Source records:
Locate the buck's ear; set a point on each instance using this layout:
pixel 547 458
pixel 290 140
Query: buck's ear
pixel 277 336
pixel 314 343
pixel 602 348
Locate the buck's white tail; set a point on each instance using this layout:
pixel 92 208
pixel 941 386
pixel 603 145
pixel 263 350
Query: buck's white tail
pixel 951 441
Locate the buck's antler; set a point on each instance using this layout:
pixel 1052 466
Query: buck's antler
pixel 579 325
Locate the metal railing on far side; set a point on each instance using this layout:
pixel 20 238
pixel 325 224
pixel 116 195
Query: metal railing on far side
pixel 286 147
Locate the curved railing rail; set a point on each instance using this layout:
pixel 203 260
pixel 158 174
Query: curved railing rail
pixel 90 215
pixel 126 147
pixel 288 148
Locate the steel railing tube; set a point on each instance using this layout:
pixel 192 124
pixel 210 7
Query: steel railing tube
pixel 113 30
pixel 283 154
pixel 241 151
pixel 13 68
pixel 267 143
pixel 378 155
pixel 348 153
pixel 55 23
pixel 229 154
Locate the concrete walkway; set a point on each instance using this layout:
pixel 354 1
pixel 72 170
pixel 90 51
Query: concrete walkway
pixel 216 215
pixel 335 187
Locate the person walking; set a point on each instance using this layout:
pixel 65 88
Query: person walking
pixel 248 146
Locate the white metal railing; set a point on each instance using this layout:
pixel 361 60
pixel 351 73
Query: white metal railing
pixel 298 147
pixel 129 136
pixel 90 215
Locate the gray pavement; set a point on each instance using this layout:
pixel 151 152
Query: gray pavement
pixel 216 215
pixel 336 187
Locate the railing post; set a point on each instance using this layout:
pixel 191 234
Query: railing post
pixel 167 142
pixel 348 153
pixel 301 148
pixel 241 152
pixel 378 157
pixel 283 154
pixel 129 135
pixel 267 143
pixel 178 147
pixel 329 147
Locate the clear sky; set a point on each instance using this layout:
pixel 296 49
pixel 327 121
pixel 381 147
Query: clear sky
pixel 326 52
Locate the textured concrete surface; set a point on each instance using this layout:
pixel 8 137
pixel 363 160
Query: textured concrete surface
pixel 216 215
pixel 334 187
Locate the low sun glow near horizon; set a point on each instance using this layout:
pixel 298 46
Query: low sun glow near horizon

Exercise requirements
From the entries above, copy each line that holds "glow".

Solution to this task
Locate the low sun glow near horizon; set a point on each instance using this layout:
Query: low sun glow near horizon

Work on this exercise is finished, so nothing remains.